-- TEXT PASSAGE --
──────

The consortium had evaluated the option of starting a new airline. However, some of the inherent strengths of Jet Airways like the optimal flight slots, brand value and reputation for best-in-class inflight service and safety, giving Jet 2.0 an edge over others, were too tempting to resist, the release added.
The consortium has decided that it would be advantageous to re-energise and start Jet Airways on a clean slate. It said that the airline company had set new benchmarks in the aviation industry. So the efforts will be to replicate and better those benchmarks.
“Jet Airways has been a brand with a glorious history of over 25 years. It is the vision of the Consortium to put Jet Airways back in the skies at the earliest opportunity. We aim to re-energise the brand by infusing energy, warmth, and vibrancy into it. We want to make the brand bigger and better,” Manoj Narender Madnani, Board Member of Jalan Kalrock Consortium, said.
The Jet 2.0 hubs will remain in Delhi, Mumbai and Bangalore like before. However, the revival plan proposes to support tier 2 and tier 3 cities by creating sub-hubs there. This would boost the economy in these cities. It will help Jet Airways stand back on its feet fast. It will also support the overall vision of the government to promote aviation business through tier 2/ tier 3 cities in India, the release said.
Besides, the consortium is also planning to increase cargo services to include dedicated freighter service. It is a segment currently under-served by any Indian carrier. The release also said given India’s position as a leading centre for global vaccine manufacture, cargo services have never been more required.
The aviation sector was deeply hit by COVID-19. However, that helped the sector as it underwent substantial correction and created that opportune time for the consortium members to enter the sector, as per the release.
The consortium’s biggest strength is human capital, and it is putting together the best of aviation professionals with global experience for running and managing the operations of Jet 2.0, the release added.

──────

-- STUDY MATERIAL --
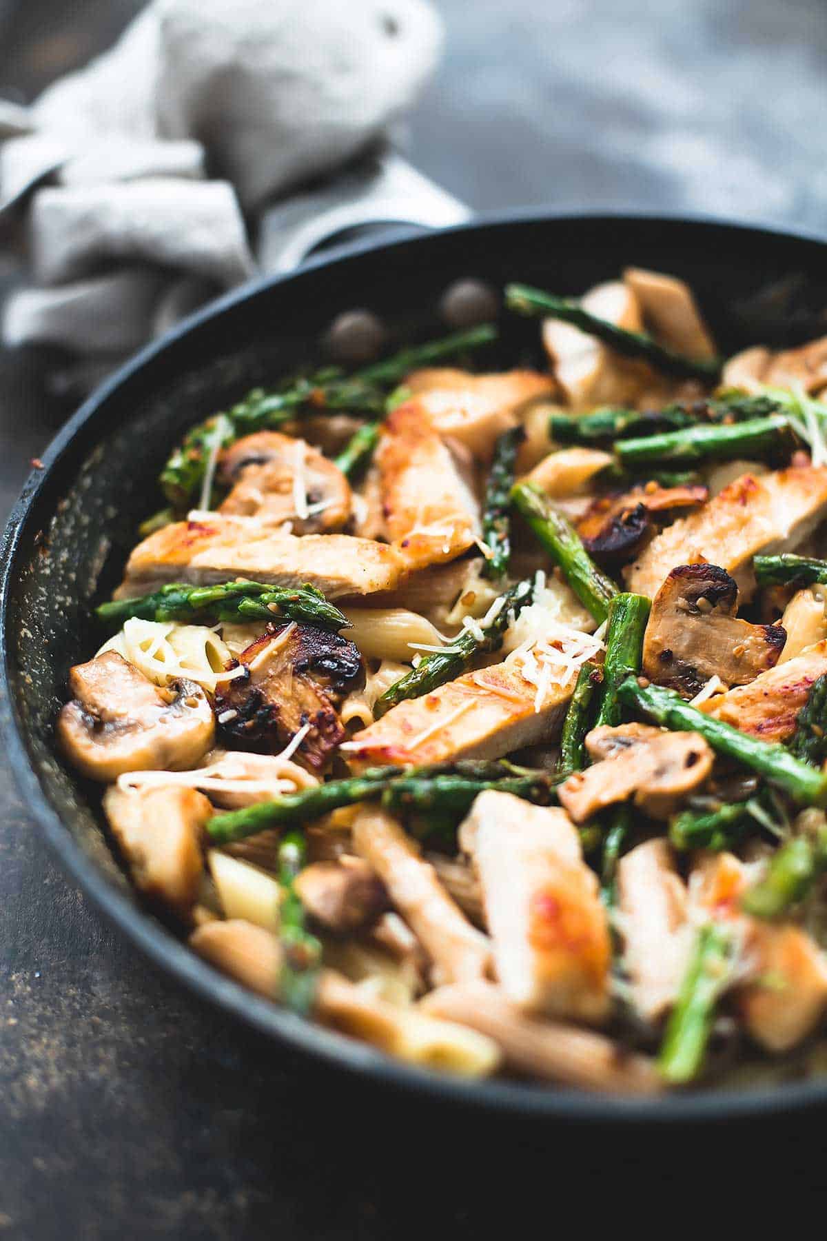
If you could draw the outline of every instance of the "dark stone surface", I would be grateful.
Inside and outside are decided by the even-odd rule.
[[[0,89],[29,98],[136,7],[0,0]],[[823,227],[820,0],[440,7],[448,56],[409,149],[475,207],[614,204]],[[6,231],[0,292],[15,252]],[[52,362],[0,354],[2,513],[71,405]],[[151,972],[52,866],[0,766],[0,1232],[523,1235],[559,1226],[569,1200],[585,1226],[603,1209],[640,1220],[652,1176],[684,1215],[688,1188],[708,1200],[710,1169],[734,1178],[745,1159],[741,1201],[763,1174],[801,1195],[818,1122],[630,1139],[355,1088]]]

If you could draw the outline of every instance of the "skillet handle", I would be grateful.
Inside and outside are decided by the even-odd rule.
[[[464,202],[383,148],[317,189],[268,207],[258,261],[264,272],[291,272],[314,251],[366,228],[445,228],[470,218]]]

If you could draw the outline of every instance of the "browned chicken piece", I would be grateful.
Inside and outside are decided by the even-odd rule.
[[[634,725],[601,726],[586,736],[594,767],[574,772],[558,788],[575,823],[625,802],[655,819],[667,819],[712,772],[713,753],[697,732],[642,732]]]
[[[275,997],[281,973],[281,946],[264,927],[243,918],[207,922],[192,932],[190,947],[252,992],[270,1000]]]
[[[330,599],[393,591],[407,576],[393,547],[350,535],[295,535],[253,517],[216,514],[174,521],[144,539],[126,563],[117,598],[157,591],[167,582],[211,586],[245,577],[273,586],[310,583]]]
[[[736,685],[728,694],[708,699],[699,710],[761,741],[786,741],[795,732],[798,711],[813,681],[825,673],[827,640],[761,673],[749,685]]]
[[[617,895],[632,1000],[645,1020],[657,1021],[677,998],[692,949],[686,884],[662,836],[620,859]]]
[[[779,352],[761,345],[745,349],[729,359],[723,382],[727,387],[749,388],[755,383],[766,383],[769,387],[801,387],[805,392],[821,392],[827,385],[827,336]]]
[[[455,560],[474,546],[479,505],[420,402],[388,414],[376,463],[388,537],[408,568]]]
[[[418,398],[440,436],[464,444],[486,459],[497,436],[517,424],[523,407],[554,392],[551,375],[506,371],[470,375],[451,367],[413,371],[405,387]]]
[[[551,684],[537,704],[537,686],[510,658],[399,702],[346,742],[345,755],[355,771],[388,763],[502,758],[512,750],[551,741],[573,689],[573,680]]]
[[[188,916],[203,872],[203,829],[213,814],[203,793],[176,786],[112,786],[103,809],[135,887]]]
[[[276,753],[310,725],[296,759],[315,771],[325,768],[346,735],[336,705],[365,684],[353,643],[291,622],[270,627],[238,661],[249,675],[223,681],[216,694],[223,732],[236,746]]]
[[[392,815],[365,805],[353,820],[353,848],[383,880],[391,901],[431,958],[440,982],[481,978],[487,972],[489,941],[465,918],[434,867],[423,861],[417,844]]]
[[[787,635],[779,659],[779,663],[784,664],[787,659],[795,659],[807,647],[815,647],[822,638],[827,638],[823,594],[810,586],[796,591],[784,609],[780,624]]]
[[[714,341],[688,284],[641,267],[627,267],[624,282],[637,298],[645,326],[661,344],[684,357],[715,356]]]
[[[384,884],[360,858],[312,862],[294,886],[307,913],[340,934],[374,922],[388,907]]]
[[[109,783],[131,771],[186,771],[212,747],[212,707],[200,685],[157,689],[123,655],[108,650],[69,673],[72,701],[61,707],[57,740],[89,779]]]
[[[586,551],[613,565],[639,555],[656,532],[655,514],[697,509],[708,498],[705,486],[658,486],[645,483],[622,495],[601,495],[577,521]]]
[[[718,565],[679,565],[655,596],[643,638],[643,675],[694,697],[713,676],[746,685],[777,664],[781,625],[739,620],[738,587]]]
[[[482,884],[500,985],[520,1008],[600,1021],[611,944],[596,876],[558,808],[489,789],[460,828]]]
[[[593,1030],[528,1016],[502,988],[474,982],[440,987],[420,1001],[434,1016],[479,1030],[518,1073],[611,1095],[656,1095],[662,1080],[647,1057]]]
[[[290,522],[294,535],[341,530],[351,515],[350,483],[304,439],[258,431],[224,449],[221,480],[232,490],[219,513]]]
[[[734,980],[741,1020],[767,1051],[789,1051],[812,1033],[827,1008],[827,962],[801,927],[745,917],[739,902],[748,882],[746,867],[733,854],[707,855],[692,872],[691,900],[743,927],[741,968]]]
[[[755,589],[753,557],[794,551],[827,513],[827,469],[792,465],[756,478],[744,474],[652,540],[624,570],[627,588],[655,598],[676,565],[708,561],[735,578],[743,602]]]

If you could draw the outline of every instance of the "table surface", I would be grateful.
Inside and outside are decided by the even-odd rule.
[[[138,7],[0,0],[0,94],[31,98]],[[634,206],[825,228],[821,0],[439,7],[448,55],[407,145],[471,206]],[[1,242],[0,293],[20,278],[12,240]],[[55,359],[0,352],[0,514],[71,405]],[[663,1158],[657,1134],[513,1129],[357,1091],[241,1031],[100,921],[52,865],[1,763],[0,1232],[485,1236],[547,1215],[549,1175],[558,1205],[583,1203],[583,1176],[601,1186],[583,1204],[590,1220],[601,1199],[640,1210],[653,1163],[658,1181],[686,1188],[688,1147],[673,1136]],[[791,1123],[771,1144],[758,1129],[689,1140],[708,1168],[714,1143],[725,1148],[718,1167],[729,1174],[733,1149],[759,1176],[771,1154],[775,1183],[796,1178],[801,1193],[815,1124]]]

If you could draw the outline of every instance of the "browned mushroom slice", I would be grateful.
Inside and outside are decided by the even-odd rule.
[[[200,685],[177,680],[157,689],[114,650],[74,666],[69,692],[57,737],[89,779],[109,783],[130,771],[186,771],[212,746],[214,717]]]
[[[296,758],[324,768],[345,740],[336,704],[365,680],[362,658],[346,638],[309,624],[288,624],[239,655],[249,675],[224,681],[216,714],[241,748],[275,753],[307,726]]]
[[[667,819],[708,778],[713,753],[697,732],[632,732],[634,725],[593,728],[586,750],[594,756],[611,747],[611,756],[574,772],[558,789],[560,803],[575,823],[615,802],[634,798],[645,814]]]
[[[192,908],[203,871],[201,838],[212,807],[193,788],[108,788],[103,808],[131,877],[180,915]]]
[[[658,486],[647,483],[622,495],[601,495],[577,522],[578,534],[590,555],[619,563],[637,551],[655,534],[652,514],[696,509],[707,500],[705,486]]]
[[[777,664],[786,633],[779,624],[739,620],[738,586],[717,565],[679,565],[652,603],[643,639],[643,673],[693,697],[718,676],[748,685]]]
[[[226,449],[221,479],[232,490],[219,513],[289,521],[296,535],[341,530],[351,515],[351,489],[331,460],[304,439],[278,431],[244,436]]]
[[[307,913],[330,931],[357,931],[388,907],[384,884],[361,858],[305,866],[295,889]]]

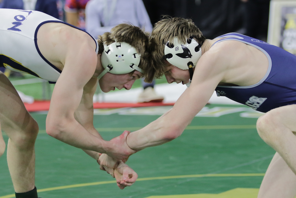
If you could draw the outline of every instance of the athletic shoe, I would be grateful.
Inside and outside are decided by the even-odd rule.
[[[163,96],[158,95],[153,88],[149,87],[140,94],[138,98],[138,102],[160,102],[163,100],[164,99]]]

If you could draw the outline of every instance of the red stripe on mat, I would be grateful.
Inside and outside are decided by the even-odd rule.
[[[48,111],[50,101],[35,101],[32,104],[25,103],[26,108],[29,112]],[[173,106],[174,103],[94,103],[95,109],[113,108],[124,107],[142,107],[159,106]]]

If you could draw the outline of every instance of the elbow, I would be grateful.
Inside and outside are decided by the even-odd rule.
[[[163,139],[166,140],[167,142],[171,141],[181,135],[183,132],[183,131],[181,130],[176,129],[168,130],[164,134]]]
[[[46,123],[46,133],[56,139],[59,139],[62,130],[60,123],[47,122]]]

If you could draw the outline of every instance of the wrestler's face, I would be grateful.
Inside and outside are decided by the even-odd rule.
[[[190,76],[188,70],[181,69],[171,64],[169,65],[167,68],[165,75],[168,83],[182,82],[184,85],[189,82]]]
[[[107,72],[99,80],[101,89],[105,93],[116,88],[120,90],[131,89],[135,81],[141,78],[143,74],[136,70],[128,74],[113,74]]]

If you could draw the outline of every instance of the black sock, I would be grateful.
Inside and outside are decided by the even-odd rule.
[[[37,195],[37,189],[36,186],[32,190],[28,192],[19,193],[15,193],[15,198],[38,198]]]
[[[153,88],[153,86],[151,86],[151,85],[148,85],[148,86],[145,86],[145,87],[143,87],[143,88],[144,88],[144,89],[146,89],[146,88],[148,88],[148,87],[152,87],[152,88]]]

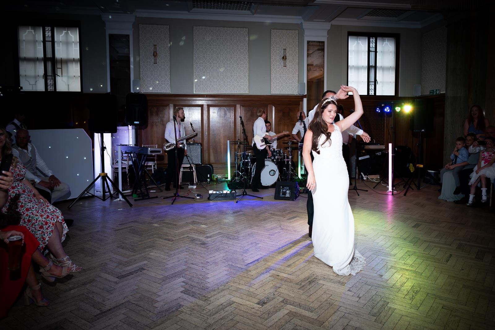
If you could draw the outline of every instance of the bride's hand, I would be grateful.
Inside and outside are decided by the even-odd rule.
[[[351,87],[350,86],[344,86],[344,85],[343,85],[341,89],[342,90],[346,92],[346,93],[349,93],[349,92],[354,93],[355,92],[357,91],[357,90],[356,90],[356,88],[354,88],[353,87]]]
[[[308,174],[307,180],[306,181],[306,188],[313,191],[316,187],[316,180],[314,179],[314,174]]]

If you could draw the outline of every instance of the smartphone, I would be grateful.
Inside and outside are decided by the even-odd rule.
[[[1,163],[0,163],[0,175],[5,176],[2,171],[8,171],[10,169],[10,165],[12,164],[12,159],[14,155],[12,154],[7,155],[1,159]]]

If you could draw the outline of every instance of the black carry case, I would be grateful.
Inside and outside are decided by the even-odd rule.
[[[187,164],[187,163],[186,163]],[[213,179],[213,166],[211,164],[196,165],[196,178],[199,182],[206,182],[208,181],[208,175],[210,175],[210,182]],[[193,172],[190,171],[182,172],[182,181],[193,182]]]

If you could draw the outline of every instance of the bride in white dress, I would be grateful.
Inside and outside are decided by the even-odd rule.
[[[342,86],[342,89],[352,92],[355,111],[333,124],[337,105],[331,99],[322,100],[304,135],[302,154],[314,206],[311,237],[314,255],[337,274],[347,276],[362,269],[366,261],[354,246],[354,216],[347,200],[349,176],[342,157],[341,132],[359,119],[363,107],[355,88]]]

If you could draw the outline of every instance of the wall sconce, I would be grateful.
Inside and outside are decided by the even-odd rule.
[[[156,58],[158,57],[158,53],[156,52],[156,45],[153,45],[153,63],[156,64]]]

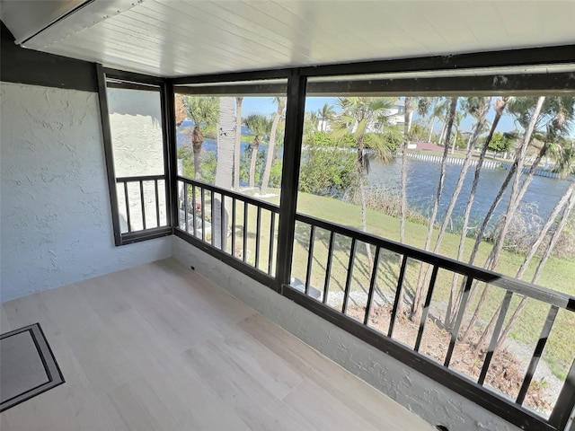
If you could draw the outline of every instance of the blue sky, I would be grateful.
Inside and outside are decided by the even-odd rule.
[[[305,100],[305,110],[318,110],[324,103],[331,105],[336,105],[336,97],[308,97]],[[276,110],[273,98],[271,97],[246,97],[243,99],[242,105],[242,116],[245,117],[250,114],[271,114]],[[491,110],[488,114],[488,120],[492,121],[495,112]],[[417,114],[415,114],[414,119],[417,119]],[[439,133],[442,124],[436,121],[434,128],[437,133]],[[473,119],[472,117],[467,117],[462,121],[462,130],[465,132],[471,131],[473,126]],[[500,132],[509,132],[515,129],[520,129],[519,126],[516,126],[512,117],[505,115],[500,121],[498,130]]]

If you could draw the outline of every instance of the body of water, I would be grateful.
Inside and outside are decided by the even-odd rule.
[[[460,165],[447,165],[446,167],[444,189],[438,213],[439,222],[445,216],[447,206],[456,189],[461,168],[462,166]],[[375,160],[371,161],[370,171],[367,175],[368,186],[383,186],[399,190],[401,186],[401,169],[402,160],[400,158],[395,158],[387,163],[380,163]],[[431,213],[438,189],[440,169],[441,165],[439,163],[407,159],[407,202],[410,207],[426,216]],[[464,187],[456,203],[451,216],[455,226],[459,225],[463,221],[474,172],[474,167],[470,167]],[[472,227],[477,226],[482,222],[485,213],[489,210],[508,172],[509,171],[504,169],[482,170],[470,216],[470,225]],[[570,184],[570,180],[535,176],[521,201],[523,207],[528,207],[529,210],[535,211],[543,220],[546,220]],[[508,187],[501,202],[498,206],[491,218],[492,221],[497,220],[507,209],[510,193],[511,184]]]
[[[190,125],[191,123],[185,124],[184,122],[181,130]],[[243,133],[246,133],[243,129],[242,131]],[[178,147],[182,145],[191,145],[190,135],[181,134],[178,131],[177,138]],[[242,142],[242,154],[245,152],[248,145],[248,142]],[[206,139],[204,140],[202,149],[205,152],[216,153],[217,149],[217,142],[213,139]],[[280,147],[279,150],[281,157],[283,155],[283,147]],[[263,153],[265,157],[268,145],[261,145],[259,151]],[[445,185],[439,202],[439,211],[438,213],[438,220],[439,223],[445,216],[449,200],[456,189],[461,168],[462,166],[460,165],[447,165],[446,167]],[[370,161],[370,171],[367,174],[368,187],[384,187],[399,190],[401,169],[402,161],[400,158],[394,158],[386,163],[381,163],[372,159]],[[407,202],[411,208],[418,210],[425,216],[429,216],[431,213],[438,189],[438,182],[439,180],[440,169],[441,165],[439,163],[407,159]],[[482,170],[475,198],[472,207],[470,227],[475,227],[481,224],[485,213],[493,202],[508,172],[509,171],[504,169]],[[454,227],[460,225],[463,221],[473,175],[474,167],[472,166],[467,172],[463,189],[459,194],[451,216]],[[571,180],[556,180],[535,176],[522,200],[524,210],[526,211],[527,209],[526,208],[528,207],[528,211],[532,211],[536,216],[546,220],[554,206],[569,188],[571,180],[572,180],[572,177]],[[509,184],[503,196],[503,199],[498,206],[491,218],[492,223],[497,221],[499,216],[507,209],[509,203],[510,193],[511,185]]]

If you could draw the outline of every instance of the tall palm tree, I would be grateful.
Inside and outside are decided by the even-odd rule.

──────

-- EXERCISE AIM --
Decide whether each statement agrees with the Jet Airways revival text above, answering yes or no and quoting the deciding words exactly: (a) the Jet 2.0 hubs will move away from Delhi, Mumbai and Bangalore; (b) the consortium plans to add dedicated freighter service; (c) the consortium names human capital as its biggest strength.

-- ANSWER FOR THE TASK --
(a) No: "The Jet 2.0 hubs will remain in Delhi, Mumbai and Bangalore like before."
(b) Yes: "the consortium is also planning to increase cargo services to include dedicated freighter service"
(c) Yes: "The consortium’s biggest strength is human capital"